* **What to do**: Pull out every line of the records that contains the word "front", matching case exactly.

* **Given entries**:
----------------
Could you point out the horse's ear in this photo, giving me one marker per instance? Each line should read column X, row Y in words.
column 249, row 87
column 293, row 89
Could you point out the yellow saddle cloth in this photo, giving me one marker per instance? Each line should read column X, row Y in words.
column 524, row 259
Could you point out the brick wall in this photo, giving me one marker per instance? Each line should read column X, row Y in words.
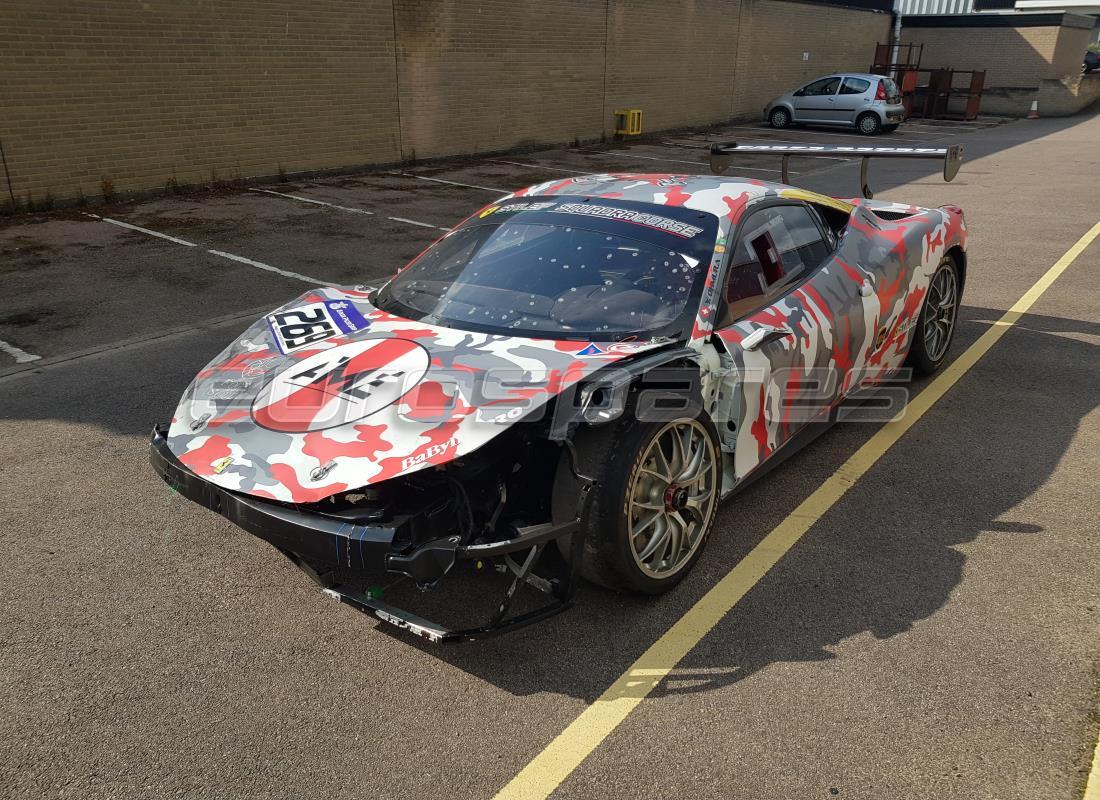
column 1012, row 56
column 144, row 92
column 479, row 75
column 776, row 34
column 673, row 59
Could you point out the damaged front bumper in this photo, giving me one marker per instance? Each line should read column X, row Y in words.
column 322, row 544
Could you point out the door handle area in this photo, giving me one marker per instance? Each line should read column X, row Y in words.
column 762, row 336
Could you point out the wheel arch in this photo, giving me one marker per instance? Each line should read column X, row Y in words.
column 958, row 254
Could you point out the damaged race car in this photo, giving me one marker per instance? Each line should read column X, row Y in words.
column 567, row 383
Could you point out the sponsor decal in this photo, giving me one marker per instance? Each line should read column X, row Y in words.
column 642, row 218
column 319, row 472
column 514, row 207
column 583, row 179
column 314, row 322
column 592, row 350
column 428, row 453
column 340, row 385
column 628, row 347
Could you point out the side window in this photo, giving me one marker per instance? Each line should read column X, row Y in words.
column 776, row 247
column 855, row 86
column 825, row 86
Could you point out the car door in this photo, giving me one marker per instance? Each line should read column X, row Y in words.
column 815, row 102
column 850, row 99
column 791, row 324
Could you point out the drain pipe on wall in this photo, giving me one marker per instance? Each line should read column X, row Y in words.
column 895, row 41
column 7, row 175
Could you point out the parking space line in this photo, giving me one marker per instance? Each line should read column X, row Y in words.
column 453, row 183
column 419, row 225
column 1092, row 782
column 120, row 223
column 815, row 132
column 316, row 203
column 353, row 210
column 674, row 161
column 565, row 753
column 135, row 341
column 223, row 254
column 268, row 267
column 21, row 355
column 540, row 166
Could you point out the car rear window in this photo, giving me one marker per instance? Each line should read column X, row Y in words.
column 855, row 86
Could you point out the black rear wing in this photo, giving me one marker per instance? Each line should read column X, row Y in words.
column 723, row 154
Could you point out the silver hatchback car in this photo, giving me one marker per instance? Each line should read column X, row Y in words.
column 870, row 103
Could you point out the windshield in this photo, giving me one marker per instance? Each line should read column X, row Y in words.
column 564, row 267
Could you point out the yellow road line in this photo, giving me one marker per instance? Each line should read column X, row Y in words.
column 564, row 754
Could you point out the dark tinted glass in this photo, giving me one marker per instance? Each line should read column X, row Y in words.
column 825, row 86
column 855, row 86
column 776, row 247
column 562, row 267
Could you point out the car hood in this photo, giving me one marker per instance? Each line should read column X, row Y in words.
column 329, row 393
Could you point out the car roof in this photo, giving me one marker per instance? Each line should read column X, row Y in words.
column 719, row 195
column 868, row 76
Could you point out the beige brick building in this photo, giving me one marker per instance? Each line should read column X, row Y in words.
column 1014, row 50
column 131, row 95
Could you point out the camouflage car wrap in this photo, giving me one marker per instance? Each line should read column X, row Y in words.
column 391, row 397
column 296, row 413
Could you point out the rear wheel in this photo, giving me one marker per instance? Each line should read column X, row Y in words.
column 869, row 123
column 935, row 328
column 779, row 118
column 655, row 506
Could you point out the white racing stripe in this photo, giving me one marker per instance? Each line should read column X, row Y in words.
column 451, row 183
column 21, row 355
column 349, row 209
column 140, row 230
column 268, row 267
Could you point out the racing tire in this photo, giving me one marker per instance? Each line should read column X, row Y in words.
column 650, row 516
column 869, row 124
column 779, row 118
column 935, row 327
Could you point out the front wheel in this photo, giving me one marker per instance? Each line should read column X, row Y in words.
column 869, row 123
column 655, row 507
column 935, row 327
column 779, row 118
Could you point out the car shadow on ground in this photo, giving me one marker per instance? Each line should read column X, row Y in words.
column 886, row 557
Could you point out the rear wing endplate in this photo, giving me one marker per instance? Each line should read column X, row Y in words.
column 722, row 156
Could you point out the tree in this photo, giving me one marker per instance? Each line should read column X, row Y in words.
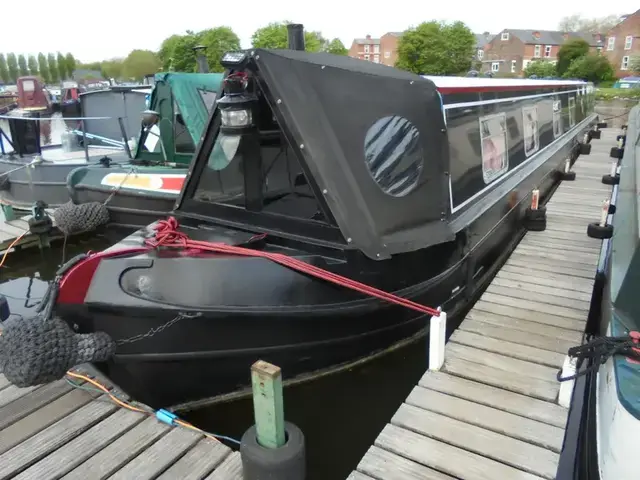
column 22, row 66
column 592, row 68
column 12, row 66
column 112, row 68
column 569, row 52
column 4, row 70
column 53, row 68
column 218, row 41
column 32, row 63
column 140, row 63
column 540, row 68
column 576, row 23
column 437, row 48
column 70, row 64
column 275, row 35
column 336, row 47
column 62, row 67
column 44, row 68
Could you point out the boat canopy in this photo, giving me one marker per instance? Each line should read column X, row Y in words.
column 195, row 94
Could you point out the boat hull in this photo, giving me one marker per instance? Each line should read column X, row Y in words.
column 142, row 194
column 209, row 357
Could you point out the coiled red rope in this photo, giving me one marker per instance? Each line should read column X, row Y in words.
column 168, row 235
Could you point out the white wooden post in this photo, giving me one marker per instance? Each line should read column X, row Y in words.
column 604, row 213
column 437, row 335
column 566, row 387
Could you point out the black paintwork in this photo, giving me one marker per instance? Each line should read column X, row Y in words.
column 249, row 308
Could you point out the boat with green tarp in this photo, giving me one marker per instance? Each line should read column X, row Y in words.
column 140, row 187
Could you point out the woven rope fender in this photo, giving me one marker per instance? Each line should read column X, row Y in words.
column 85, row 217
column 34, row 351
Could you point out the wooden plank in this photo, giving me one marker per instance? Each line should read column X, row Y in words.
column 11, row 393
column 507, row 348
column 545, row 301
column 230, row 469
column 542, row 411
column 530, row 386
column 159, row 456
column 53, row 437
column 518, row 337
column 106, row 462
column 491, row 304
column 550, row 268
column 384, row 465
column 501, row 362
column 533, row 286
column 511, row 272
column 14, row 411
column 42, row 418
column 512, row 452
column 535, row 306
column 572, row 337
column 488, row 418
column 198, row 462
column 446, row 458
column 84, row 446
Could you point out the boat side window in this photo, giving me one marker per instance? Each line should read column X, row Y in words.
column 493, row 138
column 572, row 111
column 557, row 118
column 531, row 132
column 182, row 138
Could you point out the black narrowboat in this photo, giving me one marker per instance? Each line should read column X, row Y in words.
column 416, row 186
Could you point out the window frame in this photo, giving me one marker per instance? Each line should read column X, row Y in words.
column 492, row 177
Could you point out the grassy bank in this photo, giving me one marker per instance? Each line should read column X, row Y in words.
column 619, row 93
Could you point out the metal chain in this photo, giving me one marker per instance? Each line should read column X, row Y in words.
column 117, row 189
column 154, row 330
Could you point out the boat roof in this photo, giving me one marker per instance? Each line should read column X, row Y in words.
column 195, row 94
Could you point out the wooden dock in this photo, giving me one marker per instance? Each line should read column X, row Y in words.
column 491, row 412
column 59, row 431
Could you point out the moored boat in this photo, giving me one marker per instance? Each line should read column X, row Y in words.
column 314, row 172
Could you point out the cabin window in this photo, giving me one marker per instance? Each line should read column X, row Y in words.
column 530, row 127
column 493, row 138
column 393, row 155
column 28, row 85
column 209, row 98
column 557, row 118
column 572, row 111
column 182, row 138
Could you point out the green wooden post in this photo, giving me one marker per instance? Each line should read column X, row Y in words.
column 7, row 211
column 268, row 405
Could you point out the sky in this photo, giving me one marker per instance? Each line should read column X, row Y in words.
column 115, row 28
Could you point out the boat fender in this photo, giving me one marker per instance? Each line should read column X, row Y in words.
column 595, row 230
column 285, row 463
column 85, row 217
column 36, row 350
column 585, row 148
column 535, row 220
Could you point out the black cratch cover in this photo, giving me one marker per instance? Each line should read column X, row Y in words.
column 373, row 137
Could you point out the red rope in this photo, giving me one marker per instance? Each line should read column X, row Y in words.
column 168, row 235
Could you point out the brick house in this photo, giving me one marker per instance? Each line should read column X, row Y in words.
column 385, row 49
column 510, row 51
column 623, row 43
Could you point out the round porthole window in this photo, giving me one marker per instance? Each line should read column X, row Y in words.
column 393, row 155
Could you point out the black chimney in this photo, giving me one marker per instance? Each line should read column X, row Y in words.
column 203, row 65
column 295, row 33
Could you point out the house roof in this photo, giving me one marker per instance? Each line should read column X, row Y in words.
column 552, row 37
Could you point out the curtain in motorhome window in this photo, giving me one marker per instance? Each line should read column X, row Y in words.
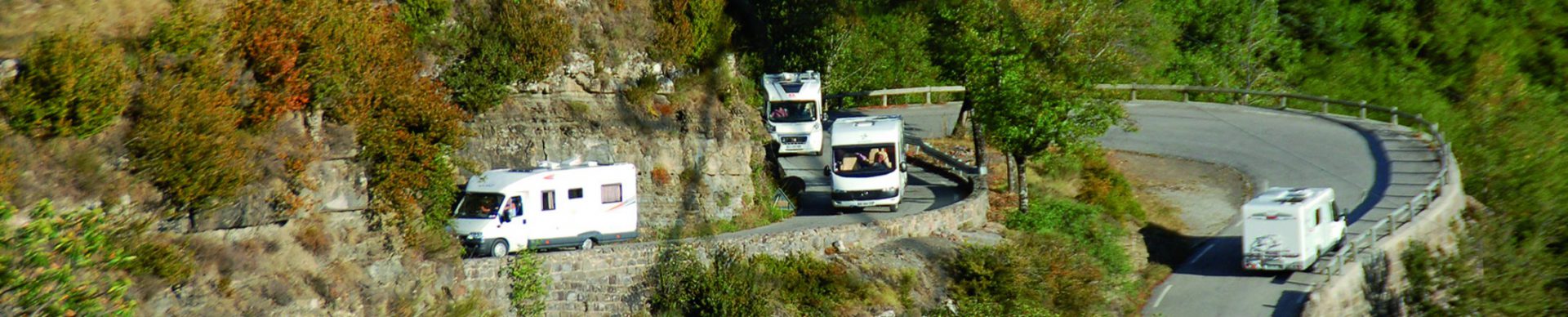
----------------
* **Correct answer**:
Could you point out the damaged front bumper in this photo, giving me one marker per instance? Each line should read column X, row Y in words.
Could you point out the front wheel in this photo, giving me one marker per instance? Each line should read column X, row Y in words.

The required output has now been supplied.